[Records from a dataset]
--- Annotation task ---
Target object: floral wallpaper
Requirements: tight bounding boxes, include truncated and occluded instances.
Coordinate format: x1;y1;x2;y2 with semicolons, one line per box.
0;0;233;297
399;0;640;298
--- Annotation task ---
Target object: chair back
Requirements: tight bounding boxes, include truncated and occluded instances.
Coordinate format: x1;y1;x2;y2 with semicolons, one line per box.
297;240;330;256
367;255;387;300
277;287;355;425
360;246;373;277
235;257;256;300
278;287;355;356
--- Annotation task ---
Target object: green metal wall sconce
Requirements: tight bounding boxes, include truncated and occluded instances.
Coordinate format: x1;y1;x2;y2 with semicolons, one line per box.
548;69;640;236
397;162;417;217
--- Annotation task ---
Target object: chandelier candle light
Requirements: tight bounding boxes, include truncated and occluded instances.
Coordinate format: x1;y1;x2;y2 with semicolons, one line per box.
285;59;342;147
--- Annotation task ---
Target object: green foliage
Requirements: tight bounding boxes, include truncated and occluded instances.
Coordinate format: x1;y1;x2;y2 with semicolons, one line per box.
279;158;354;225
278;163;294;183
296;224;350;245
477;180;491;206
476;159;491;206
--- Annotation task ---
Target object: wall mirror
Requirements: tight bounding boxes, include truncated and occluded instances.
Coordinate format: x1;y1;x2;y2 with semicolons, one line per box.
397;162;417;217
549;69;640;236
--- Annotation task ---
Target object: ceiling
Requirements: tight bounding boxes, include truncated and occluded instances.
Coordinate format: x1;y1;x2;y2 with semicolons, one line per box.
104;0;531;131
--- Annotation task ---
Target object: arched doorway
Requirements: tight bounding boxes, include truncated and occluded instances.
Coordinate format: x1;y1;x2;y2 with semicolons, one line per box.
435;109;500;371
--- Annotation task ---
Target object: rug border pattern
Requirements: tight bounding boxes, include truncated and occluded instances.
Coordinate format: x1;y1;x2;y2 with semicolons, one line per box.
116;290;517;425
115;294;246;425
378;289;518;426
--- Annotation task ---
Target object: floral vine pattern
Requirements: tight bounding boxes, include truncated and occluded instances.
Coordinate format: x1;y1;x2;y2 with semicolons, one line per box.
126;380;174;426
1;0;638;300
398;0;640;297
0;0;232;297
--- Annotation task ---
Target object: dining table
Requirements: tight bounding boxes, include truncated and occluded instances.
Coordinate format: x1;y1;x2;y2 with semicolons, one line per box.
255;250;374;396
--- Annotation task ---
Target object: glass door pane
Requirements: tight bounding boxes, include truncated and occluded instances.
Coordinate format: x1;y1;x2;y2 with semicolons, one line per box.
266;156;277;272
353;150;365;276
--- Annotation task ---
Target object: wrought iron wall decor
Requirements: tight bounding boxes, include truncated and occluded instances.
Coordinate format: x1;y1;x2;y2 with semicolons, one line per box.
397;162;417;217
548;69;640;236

▸ Assignment:
Reproduce the lines of the records exactly, from the first one through the line that contains "Target object: green foliage".

▸ Solution for this problem:
--- Annotation task ---
Target object: floral wallpaper
Requirements: tight bounding boxes, include truncated and occluded instances.
Coordinate format: x1;y1;x2;y2 with semicolons, one line per box.
0;0;233;297
399;0;640;298
--- Annotation task ---
Target object: chair back
Requirements: tight bounding boxes, include truncated and occluded instances.
Coordinate format: x1;y1;x2;y2 with semicolons, one line per box.
297;240;330;256
367;255;387;300
277;287;355;425
360;246;373;277
235;257;256;300
278;287;355;356
--- Annotation task ---
Target object: green metal wall sconce
Requirements: tight bounding boxes, include truncated and occluded instances.
Coordinate format: x1;y1;x2;y2 with semicolons, one line per box.
548;69;640;236
397;162;417;217
--- Annotation task ---
Target object: chandelier candle light
Requirements: tight bounding boxes, include truncated and occluded instances.
Coordinate format: x1;y1;x2;y2 with semicolons, one line per box.
285;59;342;147
--- Annotation task ---
Target object: green foliage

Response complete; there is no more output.